#### [WHAT NEEDS TO BE DONE]
Copy out every line from the one holding "The component shall return one point per instance of the palm" through the last line, including both ends, and leave out the pictures.

====== MATERIAL TO PROCESS

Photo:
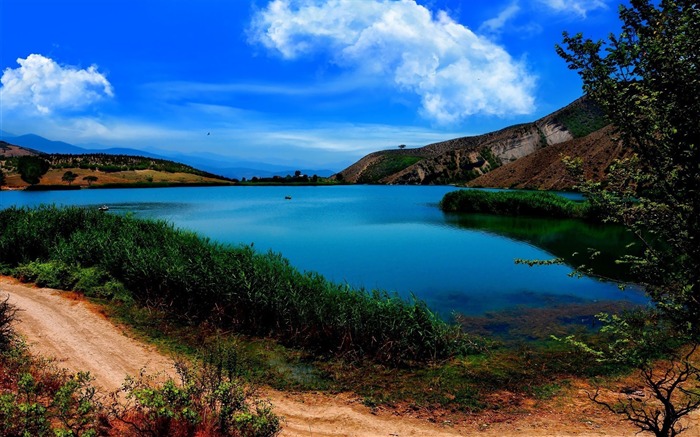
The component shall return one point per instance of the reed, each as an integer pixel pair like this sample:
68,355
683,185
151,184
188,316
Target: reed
528,203
198,281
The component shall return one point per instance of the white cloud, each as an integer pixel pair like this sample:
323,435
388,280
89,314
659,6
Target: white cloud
455,72
496,24
576,7
42,86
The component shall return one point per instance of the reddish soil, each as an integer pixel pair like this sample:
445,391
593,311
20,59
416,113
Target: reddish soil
544,169
64,326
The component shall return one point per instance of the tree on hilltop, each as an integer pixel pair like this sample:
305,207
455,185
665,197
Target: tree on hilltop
32,168
647,80
90,179
69,177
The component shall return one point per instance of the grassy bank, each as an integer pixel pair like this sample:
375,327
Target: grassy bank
514,203
201,282
37,398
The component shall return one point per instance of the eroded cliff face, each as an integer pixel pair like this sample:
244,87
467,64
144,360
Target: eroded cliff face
463,159
545,170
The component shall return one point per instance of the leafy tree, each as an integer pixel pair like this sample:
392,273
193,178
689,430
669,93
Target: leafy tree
69,177
647,81
90,179
32,168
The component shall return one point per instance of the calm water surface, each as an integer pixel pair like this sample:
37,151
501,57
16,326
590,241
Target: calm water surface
389,237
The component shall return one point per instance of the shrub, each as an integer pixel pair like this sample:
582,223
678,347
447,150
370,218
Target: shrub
197,280
539,204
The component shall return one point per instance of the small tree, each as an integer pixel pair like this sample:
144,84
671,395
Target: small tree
90,179
32,168
69,177
647,80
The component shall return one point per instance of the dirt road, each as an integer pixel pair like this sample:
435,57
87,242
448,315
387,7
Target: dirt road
80,338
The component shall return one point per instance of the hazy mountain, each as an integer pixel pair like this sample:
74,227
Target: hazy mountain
466,159
212,163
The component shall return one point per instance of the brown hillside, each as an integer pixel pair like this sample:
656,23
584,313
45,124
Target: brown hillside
460,160
8,150
544,169
174,174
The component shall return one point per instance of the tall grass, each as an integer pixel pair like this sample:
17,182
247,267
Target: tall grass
199,281
537,204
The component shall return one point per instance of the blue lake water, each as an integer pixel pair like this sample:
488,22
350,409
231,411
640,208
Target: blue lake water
389,237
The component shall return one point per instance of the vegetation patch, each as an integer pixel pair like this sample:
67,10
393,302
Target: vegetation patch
536,204
38,399
200,281
387,165
583,119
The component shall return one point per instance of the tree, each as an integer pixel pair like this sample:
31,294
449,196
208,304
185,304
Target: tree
69,177
647,80
32,168
90,179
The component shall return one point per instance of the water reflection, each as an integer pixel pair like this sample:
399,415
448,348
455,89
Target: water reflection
574,241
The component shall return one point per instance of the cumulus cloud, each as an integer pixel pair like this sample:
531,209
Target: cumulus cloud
576,7
498,22
455,72
42,86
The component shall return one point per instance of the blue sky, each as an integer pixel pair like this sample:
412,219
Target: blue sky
301,82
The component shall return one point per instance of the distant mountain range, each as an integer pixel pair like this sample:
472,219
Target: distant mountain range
521,156
211,163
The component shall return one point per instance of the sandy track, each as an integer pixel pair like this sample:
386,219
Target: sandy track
80,338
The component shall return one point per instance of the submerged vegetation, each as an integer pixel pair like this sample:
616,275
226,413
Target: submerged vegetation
198,281
508,203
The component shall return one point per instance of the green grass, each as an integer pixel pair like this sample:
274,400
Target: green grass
199,281
515,203
583,119
386,166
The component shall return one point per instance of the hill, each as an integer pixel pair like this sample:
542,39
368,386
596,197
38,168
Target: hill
545,170
100,170
570,130
212,163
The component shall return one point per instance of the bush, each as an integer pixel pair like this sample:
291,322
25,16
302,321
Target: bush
199,281
538,204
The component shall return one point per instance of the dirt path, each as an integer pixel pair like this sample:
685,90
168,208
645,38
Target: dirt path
80,338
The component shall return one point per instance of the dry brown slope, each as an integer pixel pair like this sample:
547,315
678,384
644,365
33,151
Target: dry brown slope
545,170
82,339
459,159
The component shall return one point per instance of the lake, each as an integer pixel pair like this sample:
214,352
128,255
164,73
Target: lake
389,237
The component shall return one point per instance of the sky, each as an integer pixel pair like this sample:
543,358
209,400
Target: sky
316,83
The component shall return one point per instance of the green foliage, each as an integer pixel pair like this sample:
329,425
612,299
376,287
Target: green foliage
197,281
7,318
583,118
647,81
202,399
38,400
32,168
69,177
114,163
493,160
538,204
387,165
90,179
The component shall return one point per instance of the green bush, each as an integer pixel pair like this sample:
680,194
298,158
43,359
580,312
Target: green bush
538,204
199,281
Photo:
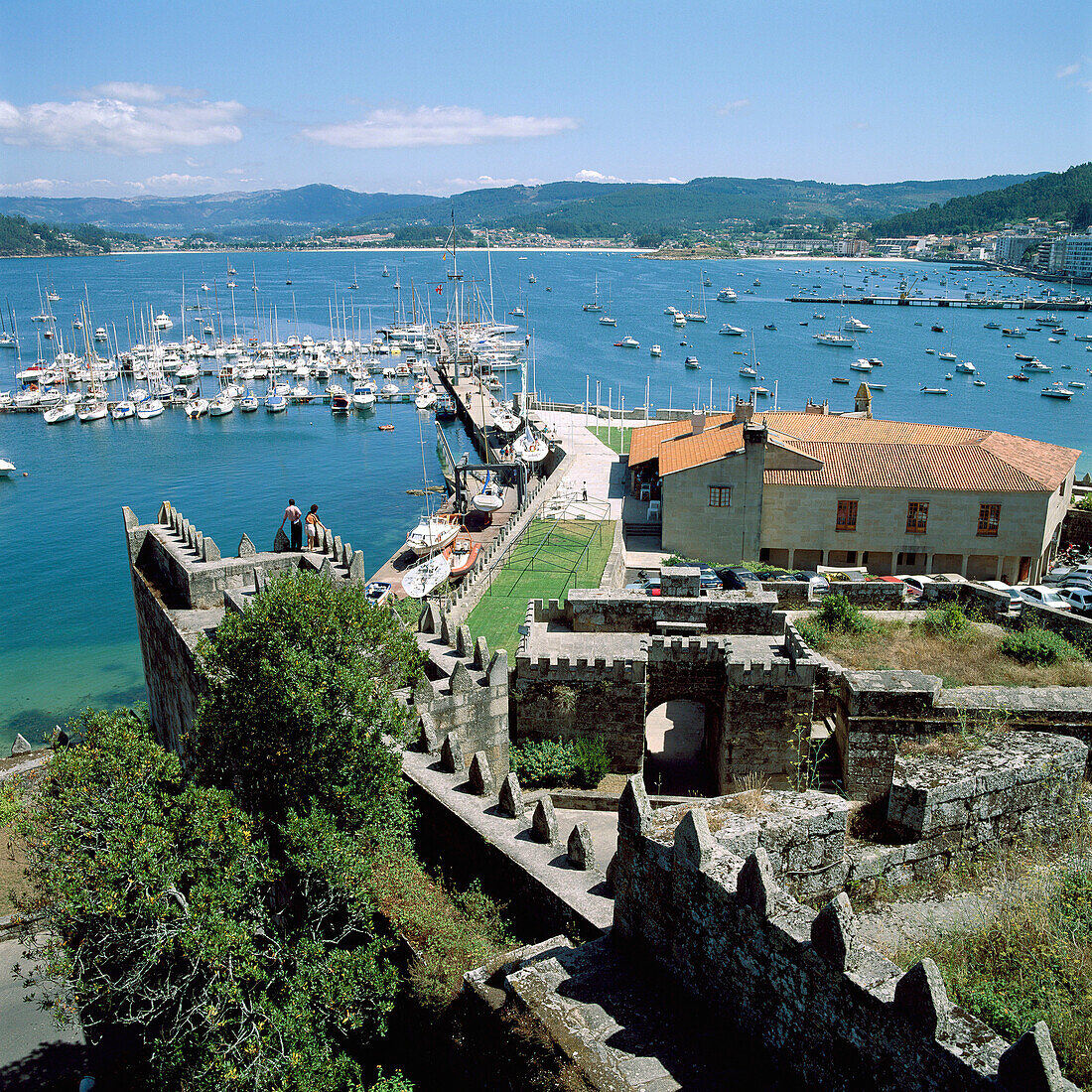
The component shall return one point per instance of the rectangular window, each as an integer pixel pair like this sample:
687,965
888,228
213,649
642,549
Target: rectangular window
847,515
917,513
990,516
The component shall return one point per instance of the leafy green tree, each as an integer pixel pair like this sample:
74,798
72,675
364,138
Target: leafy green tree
238,967
298,700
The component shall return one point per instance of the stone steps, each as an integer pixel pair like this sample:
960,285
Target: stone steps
610,1022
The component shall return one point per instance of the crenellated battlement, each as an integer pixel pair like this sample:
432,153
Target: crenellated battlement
712,912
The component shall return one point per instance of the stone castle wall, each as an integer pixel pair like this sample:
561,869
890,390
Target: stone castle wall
719,925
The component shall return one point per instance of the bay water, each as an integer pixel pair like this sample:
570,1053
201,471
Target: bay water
68,633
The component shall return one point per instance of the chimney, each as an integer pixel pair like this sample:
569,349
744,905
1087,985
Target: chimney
743,411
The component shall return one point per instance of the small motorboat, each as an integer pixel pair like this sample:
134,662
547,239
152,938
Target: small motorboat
57,414
1057,391
433,533
377,591
461,555
490,498
426,576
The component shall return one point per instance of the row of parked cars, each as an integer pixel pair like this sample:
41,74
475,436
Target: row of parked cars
1069,588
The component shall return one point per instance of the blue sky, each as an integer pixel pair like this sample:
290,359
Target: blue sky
135,98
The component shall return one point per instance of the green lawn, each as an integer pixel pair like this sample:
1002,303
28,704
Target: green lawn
541,569
614,437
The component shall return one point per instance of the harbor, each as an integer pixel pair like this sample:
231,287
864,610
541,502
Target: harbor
239,469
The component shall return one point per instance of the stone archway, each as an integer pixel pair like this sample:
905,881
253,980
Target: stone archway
676,750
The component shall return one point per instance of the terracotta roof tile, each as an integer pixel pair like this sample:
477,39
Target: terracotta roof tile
870,454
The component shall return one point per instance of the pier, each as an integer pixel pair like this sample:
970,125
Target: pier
1004,305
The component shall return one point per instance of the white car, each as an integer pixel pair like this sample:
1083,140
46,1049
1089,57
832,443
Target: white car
1013,593
1039,596
1079,600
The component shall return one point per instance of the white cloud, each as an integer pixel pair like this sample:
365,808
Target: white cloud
175,182
487,182
432,126
119,126
33,187
598,176
140,91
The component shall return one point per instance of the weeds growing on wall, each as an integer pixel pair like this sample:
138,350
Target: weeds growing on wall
552,763
1038,647
1028,961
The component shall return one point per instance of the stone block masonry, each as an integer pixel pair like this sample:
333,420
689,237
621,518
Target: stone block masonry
182,588
836,1014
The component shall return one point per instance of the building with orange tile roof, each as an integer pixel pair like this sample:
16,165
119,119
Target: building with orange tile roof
798,489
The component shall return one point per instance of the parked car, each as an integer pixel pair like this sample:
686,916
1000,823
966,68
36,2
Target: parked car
710,579
816,580
1081,577
915,585
1013,593
1079,600
738,578
1043,597
648,585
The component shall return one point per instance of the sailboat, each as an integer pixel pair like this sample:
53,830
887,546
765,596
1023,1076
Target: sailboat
698,316
594,305
426,576
490,498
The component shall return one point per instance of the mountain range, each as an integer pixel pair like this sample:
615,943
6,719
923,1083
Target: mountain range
579,209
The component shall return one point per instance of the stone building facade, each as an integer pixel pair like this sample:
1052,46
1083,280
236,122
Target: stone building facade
801,489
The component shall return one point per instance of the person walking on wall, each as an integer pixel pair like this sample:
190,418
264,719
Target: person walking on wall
314,526
295,520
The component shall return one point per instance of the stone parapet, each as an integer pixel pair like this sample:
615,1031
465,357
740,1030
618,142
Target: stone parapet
724,929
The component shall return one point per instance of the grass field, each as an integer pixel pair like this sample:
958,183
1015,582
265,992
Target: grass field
970,661
614,438
541,567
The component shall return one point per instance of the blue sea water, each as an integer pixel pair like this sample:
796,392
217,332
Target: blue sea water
68,634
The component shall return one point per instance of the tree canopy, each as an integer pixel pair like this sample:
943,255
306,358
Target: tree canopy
226,913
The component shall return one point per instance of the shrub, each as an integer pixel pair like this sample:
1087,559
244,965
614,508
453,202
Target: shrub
1037,646
549,763
839,614
947,620
591,761
814,633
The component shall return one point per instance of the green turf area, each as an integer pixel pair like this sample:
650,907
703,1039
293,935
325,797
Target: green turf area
543,565
615,437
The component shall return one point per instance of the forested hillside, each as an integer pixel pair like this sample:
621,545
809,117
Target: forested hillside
1063,196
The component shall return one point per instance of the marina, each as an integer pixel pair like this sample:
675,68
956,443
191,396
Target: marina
361,467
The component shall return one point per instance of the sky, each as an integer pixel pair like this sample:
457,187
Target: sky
128,99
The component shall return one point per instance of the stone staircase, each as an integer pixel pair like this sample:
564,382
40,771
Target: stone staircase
613,1024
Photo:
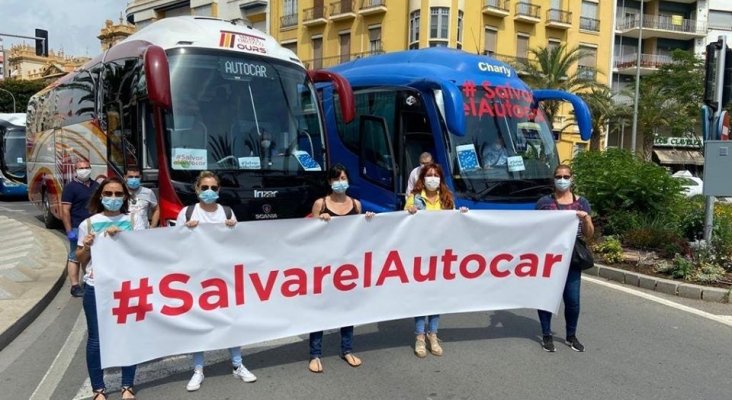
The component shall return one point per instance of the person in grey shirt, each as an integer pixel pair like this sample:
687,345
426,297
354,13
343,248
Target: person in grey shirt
142,203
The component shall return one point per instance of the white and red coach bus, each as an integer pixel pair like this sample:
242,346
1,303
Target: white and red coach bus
183,95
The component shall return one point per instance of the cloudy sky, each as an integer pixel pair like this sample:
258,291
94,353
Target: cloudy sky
72,25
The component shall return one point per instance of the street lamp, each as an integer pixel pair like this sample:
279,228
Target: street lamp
11,95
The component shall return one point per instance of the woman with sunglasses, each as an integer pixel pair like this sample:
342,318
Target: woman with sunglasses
208,211
564,199
108,206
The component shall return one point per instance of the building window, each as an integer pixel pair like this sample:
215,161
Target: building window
491,40
522,47
439,21
587,65
375,40
317,53
345,39
414,29
460,26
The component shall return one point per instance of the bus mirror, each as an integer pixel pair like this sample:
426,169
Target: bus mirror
342,87
157,75
452,103
581,111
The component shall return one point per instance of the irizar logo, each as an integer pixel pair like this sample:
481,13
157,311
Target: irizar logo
261,194
501,69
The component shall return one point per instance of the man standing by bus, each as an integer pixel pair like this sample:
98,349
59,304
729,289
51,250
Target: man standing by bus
143,203
74,209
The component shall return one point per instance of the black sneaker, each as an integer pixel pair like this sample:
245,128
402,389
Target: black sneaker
77,291
575,344
547,343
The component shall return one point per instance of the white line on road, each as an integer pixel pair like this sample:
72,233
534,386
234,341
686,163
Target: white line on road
726,320
61,363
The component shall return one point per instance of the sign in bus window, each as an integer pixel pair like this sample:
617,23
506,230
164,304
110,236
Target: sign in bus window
189,159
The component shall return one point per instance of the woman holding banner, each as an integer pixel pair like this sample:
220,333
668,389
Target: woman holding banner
429,193
208,211
336,204
108,206
564,199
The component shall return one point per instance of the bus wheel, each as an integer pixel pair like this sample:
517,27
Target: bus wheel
49,220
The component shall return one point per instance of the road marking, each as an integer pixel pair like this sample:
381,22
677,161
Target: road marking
726,320
61,363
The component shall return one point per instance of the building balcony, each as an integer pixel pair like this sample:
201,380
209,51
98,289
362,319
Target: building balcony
342,10
314,16
527,12
556,18
372,7
288,21
327,62
589,24
496,8
662,26
650,63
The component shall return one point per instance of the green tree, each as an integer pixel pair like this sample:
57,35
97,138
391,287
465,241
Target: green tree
22,90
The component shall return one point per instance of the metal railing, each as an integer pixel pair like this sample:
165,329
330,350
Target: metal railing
557,15
527,9
590,24
663,22
287,21
503,5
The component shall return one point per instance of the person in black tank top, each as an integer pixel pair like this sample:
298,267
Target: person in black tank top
336,204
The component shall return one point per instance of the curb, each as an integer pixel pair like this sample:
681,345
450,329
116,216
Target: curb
32,274
668,286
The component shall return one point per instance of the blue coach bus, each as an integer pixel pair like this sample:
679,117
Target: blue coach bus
12,156
458,106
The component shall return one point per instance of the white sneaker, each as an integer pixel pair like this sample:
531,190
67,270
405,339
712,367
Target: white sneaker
243,373
196,380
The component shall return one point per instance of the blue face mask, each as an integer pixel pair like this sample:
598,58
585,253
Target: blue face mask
562,184
339,186
112,203
208,196
133,183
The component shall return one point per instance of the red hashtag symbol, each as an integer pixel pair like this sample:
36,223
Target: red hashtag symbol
124,297
469,89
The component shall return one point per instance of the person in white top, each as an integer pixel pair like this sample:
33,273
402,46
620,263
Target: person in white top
143,203
207,211
424,159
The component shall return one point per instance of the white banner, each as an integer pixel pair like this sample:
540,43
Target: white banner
178,290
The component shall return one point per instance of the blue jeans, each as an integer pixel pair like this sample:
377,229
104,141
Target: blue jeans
571,305
234,352
316,342
419,323
93,357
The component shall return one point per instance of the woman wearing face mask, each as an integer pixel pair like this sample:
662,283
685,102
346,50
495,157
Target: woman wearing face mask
336,204
429,193
109,216
207,211
564,199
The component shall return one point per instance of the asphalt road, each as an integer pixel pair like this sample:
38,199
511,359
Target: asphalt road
639,346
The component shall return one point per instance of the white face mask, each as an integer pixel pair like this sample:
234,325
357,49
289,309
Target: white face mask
83,173
432,182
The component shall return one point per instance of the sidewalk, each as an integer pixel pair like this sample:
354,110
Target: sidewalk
32,269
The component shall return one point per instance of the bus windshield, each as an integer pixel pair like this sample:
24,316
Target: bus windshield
14,153
508,152
235,111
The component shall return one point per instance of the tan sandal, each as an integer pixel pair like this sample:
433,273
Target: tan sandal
315,366
352,360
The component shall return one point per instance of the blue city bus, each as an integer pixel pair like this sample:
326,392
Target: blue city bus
12,156
457,106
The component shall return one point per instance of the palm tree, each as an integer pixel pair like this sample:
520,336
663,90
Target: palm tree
549,68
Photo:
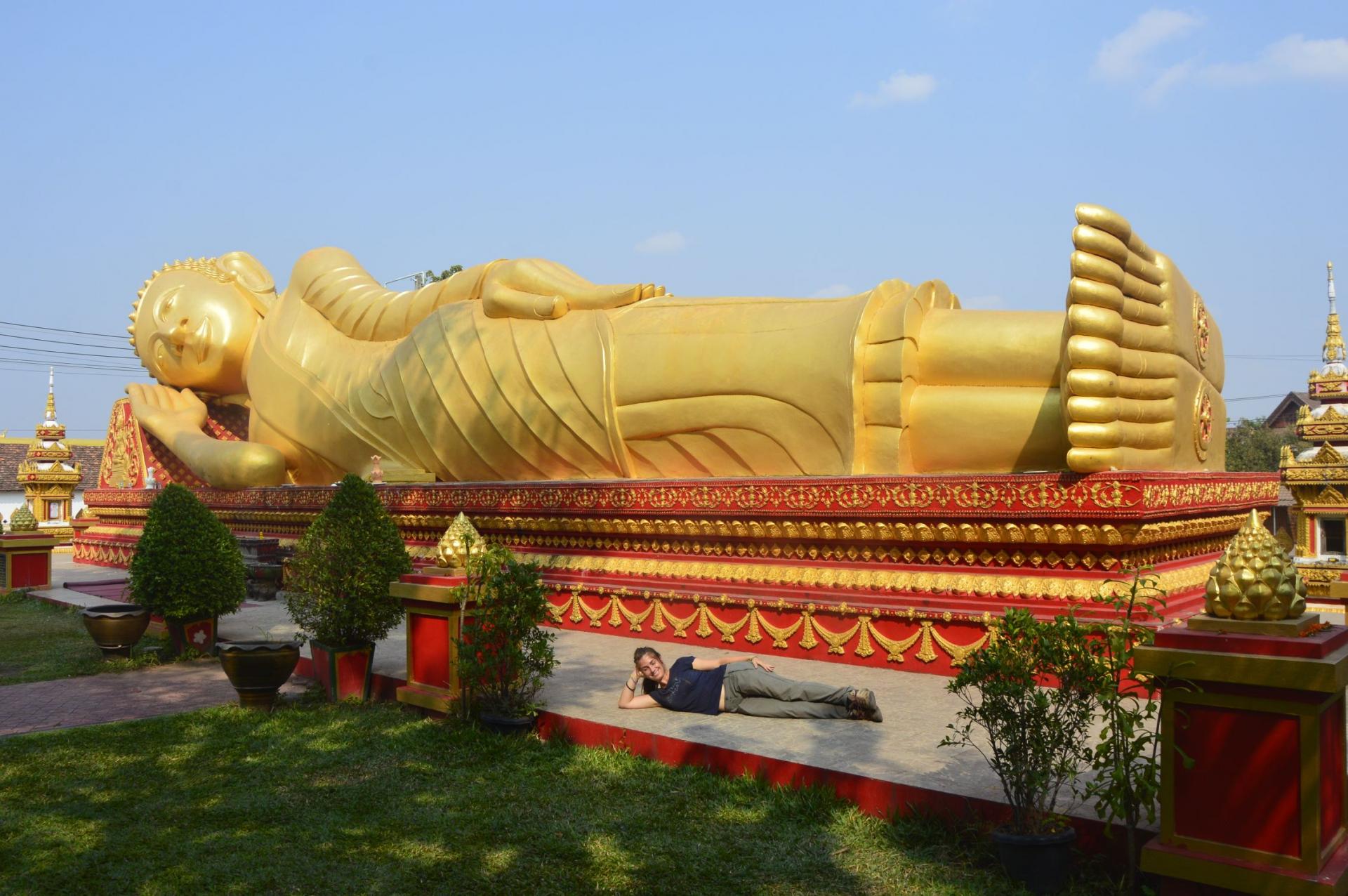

============

#### [ANSWER TO THE PROBLEM]
The component shall return one point per instance of the palm tree, each as an integer pixel pair like this sample:
520,336
663,90
Target: palm tree
549,68
Photo:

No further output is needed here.